ИСХОДНЫЙ ФРАГМЕНТ:
::::
Социальная жизнь чем далее, тем более складывалась таким образом, что изначально разные позиции сближались, и когда Мандельштам пишет в мае — начале июня 1931 года «...Мы умрем, как пехотинцы, Но не прославим ни хищи, ни поденщины, ни лжи» — то это вполне близко к общему смыслу письма Булгакова от 30 мая 1931 года.

Отчаянное состояние автора письма явствует уже из того, что в нем он счел нужным дать адресату полный отчет в своей деятельности за истекший со времени их разговора год с небольшим. «За последний год я сделал следующее:

несмотря на очень большие трудности, превратил поэму Н. Гоголя «Мертвые души» в пьесу

работал в качестве режиссера МХТ на репетициях этой пьесы

работал в качестве актера, играл за заболевших актеров в этих же репетициях

был назначен в МХТ режиссером во все кампании и революционные праздники этого года

служил в ТРАМ'е — Московском, переключаясь с дневной работы МХТовской на вечернюю Трамовскую.

ушел из ТРАМ'а 15.III.31 года, когда почувствовал, что мозг отказывает служить и что пользы ТРАМ'у не приношу

взялся за постановку в театре Санпросвета (и закончу ее к июлю).

А по ночам стал писать.

Но надорвался».

По-видимому, писать он начал свой брошенный уже два года назад роман о дьяволе. Сохранившиеся в двух тетрадях наброски под названием «Черновики романа» показывают, что продолжить роман в тот год так и не удалось: как и засвидетельствовал автор в письме, он «надорвался», — можно думать, отнюдь не только от обилия работ, в том числе и совершенно ему чуждых (что он всегда переносил с повышенной болезненностью), но и от мыслей, уже приобретавших характер бесплодного бега по заколдованному кругу.

30 мая 1931 г. Булгаков писал: «...я очень серьезно предупрежден большими деятелями искусства, ездившими за границу, что там мне оставаться невозможно.
::::
ИСХОДНЫЕ МАТЕРИАЛЫ:
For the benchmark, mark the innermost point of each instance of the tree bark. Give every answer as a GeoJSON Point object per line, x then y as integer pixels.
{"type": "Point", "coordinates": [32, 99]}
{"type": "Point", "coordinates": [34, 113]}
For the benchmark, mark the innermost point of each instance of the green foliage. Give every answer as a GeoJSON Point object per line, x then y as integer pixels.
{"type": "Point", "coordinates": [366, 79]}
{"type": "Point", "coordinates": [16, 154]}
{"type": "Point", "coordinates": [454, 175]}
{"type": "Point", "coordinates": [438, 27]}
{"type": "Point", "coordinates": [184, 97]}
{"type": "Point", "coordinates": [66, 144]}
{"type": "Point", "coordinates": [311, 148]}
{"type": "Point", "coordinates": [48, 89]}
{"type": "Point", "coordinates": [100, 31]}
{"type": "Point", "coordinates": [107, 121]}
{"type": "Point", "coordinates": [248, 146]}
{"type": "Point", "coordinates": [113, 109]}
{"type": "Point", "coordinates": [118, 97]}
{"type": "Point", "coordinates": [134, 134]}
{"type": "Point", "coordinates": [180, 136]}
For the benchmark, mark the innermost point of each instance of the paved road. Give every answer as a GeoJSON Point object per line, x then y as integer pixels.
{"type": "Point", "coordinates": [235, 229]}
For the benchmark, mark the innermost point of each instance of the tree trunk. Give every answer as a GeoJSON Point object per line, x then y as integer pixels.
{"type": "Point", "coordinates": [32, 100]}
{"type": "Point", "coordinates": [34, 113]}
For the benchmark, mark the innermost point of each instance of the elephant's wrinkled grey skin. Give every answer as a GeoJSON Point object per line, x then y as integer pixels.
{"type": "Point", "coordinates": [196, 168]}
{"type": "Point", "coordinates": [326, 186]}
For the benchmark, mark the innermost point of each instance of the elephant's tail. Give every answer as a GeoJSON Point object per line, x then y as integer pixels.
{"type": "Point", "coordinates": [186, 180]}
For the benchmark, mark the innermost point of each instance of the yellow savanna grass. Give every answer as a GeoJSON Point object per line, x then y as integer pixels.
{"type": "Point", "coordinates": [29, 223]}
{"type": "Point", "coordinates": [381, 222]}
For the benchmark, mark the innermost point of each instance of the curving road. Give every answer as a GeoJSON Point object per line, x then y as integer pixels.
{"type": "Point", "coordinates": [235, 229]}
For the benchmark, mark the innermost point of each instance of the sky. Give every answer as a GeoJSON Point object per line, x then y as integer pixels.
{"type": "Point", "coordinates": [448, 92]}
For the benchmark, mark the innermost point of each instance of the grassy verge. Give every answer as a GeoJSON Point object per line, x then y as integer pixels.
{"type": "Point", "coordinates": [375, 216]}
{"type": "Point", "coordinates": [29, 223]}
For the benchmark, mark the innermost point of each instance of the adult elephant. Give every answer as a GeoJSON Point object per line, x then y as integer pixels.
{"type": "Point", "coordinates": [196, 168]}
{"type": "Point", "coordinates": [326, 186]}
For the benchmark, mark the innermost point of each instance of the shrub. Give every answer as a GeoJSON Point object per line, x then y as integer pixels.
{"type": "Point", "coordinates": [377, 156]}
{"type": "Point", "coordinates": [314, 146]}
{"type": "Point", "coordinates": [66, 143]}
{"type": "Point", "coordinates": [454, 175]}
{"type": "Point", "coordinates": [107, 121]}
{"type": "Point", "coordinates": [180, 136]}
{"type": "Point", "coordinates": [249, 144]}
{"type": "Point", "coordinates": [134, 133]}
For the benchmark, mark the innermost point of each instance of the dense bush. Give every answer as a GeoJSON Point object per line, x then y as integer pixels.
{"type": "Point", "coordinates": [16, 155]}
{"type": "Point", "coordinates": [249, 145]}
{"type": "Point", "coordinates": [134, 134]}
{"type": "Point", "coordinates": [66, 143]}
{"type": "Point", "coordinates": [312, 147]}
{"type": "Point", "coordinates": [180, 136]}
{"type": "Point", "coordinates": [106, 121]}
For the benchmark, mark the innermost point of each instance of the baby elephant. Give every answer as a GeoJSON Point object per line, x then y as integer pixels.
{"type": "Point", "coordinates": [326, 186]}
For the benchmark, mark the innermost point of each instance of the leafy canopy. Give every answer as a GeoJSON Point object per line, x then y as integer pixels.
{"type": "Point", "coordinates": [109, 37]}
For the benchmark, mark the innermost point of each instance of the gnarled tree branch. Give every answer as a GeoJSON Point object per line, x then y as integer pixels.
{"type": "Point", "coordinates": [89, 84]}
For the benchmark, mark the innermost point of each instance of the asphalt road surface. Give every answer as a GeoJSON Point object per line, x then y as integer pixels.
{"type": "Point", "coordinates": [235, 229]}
::::
СПИСОК ЗАДАНИЙ:
(1) Ответьте по фрагменту о письме Булгакова:
(a) Какое произведение Булгаков превратил в пьесу?
(b) Какого числа он ушел из ТРАМ'а?
(c) В скольких тетрадях сохранились наброски и под каким названием?
(2) Почему, согласно фрагменту о письме Булгакова, из письма видно отчаянное состояние его автора? Ответьте в одном–трех предложениях.
(3) Продолжите фрагмент о письме Булгакова после последнего приведенного предложения.
Записи для выполнения заданий не нужны.

СПИСОК ОТВЕТОВ:
(1)
(a) Поэму Н. Гоголя «Мертвые души».
(b) 15 марта 1931 года.
(c) В двух тетрадях, под названием «Черновики романа».

(2) В письме автор счел нужным дать адресату полный отчет о своей деятельности. Этот отчет охватывает год с небольшим, прошедший после их разговора.

(3)
Меня предупредили о том, что в случае, если Правительство откроет мне дверь, я должен быть сугубо осторожен, чтобы как-нибудь нечаянно не захлопнуть за собой эту дверь и не отрезать путь назад, не получить бы бед похуже запрещения моих пьес». Как видим, формулировки уже иные, чем в предыдущем письме. «...Заканчивая письмо, хочу сказать Вам, И. В., что писательское мое мечтание заключается в том, чтобы быть вызванным лично к Вам. Поверьте, не потому только, что вижу в этом самую выгодную возможность, а потому, что Ваш разговор со мной по телефону в апреле 1930 года оставил резкую черту в моей памяти. Вы сказали: «Может быть, Вам, действительно, нужно ехать за границу?» Тронутый этой фразой, я год работал не за страх режиссером в театрах СССР». Так Булгаков впервые делает попытку переиграть ситуацию, вернуться к уже завершенному разговору, напоминая своему собеседнику его вопрос, он хочет дать на него иной, более дифференцированный ответ — нет, уезжать он не хочет, он не теряет надежды на возможность работы здесь, но хотел бы поехать ненадолго — посмотреть мир.

Мы не можем сказать с полной уверенностью, что эта редакция письма была окончательной, но письмо данному адресату было, во всяком случае, отослано в эти дни — о нем идет речь в переписке с Вересаевым.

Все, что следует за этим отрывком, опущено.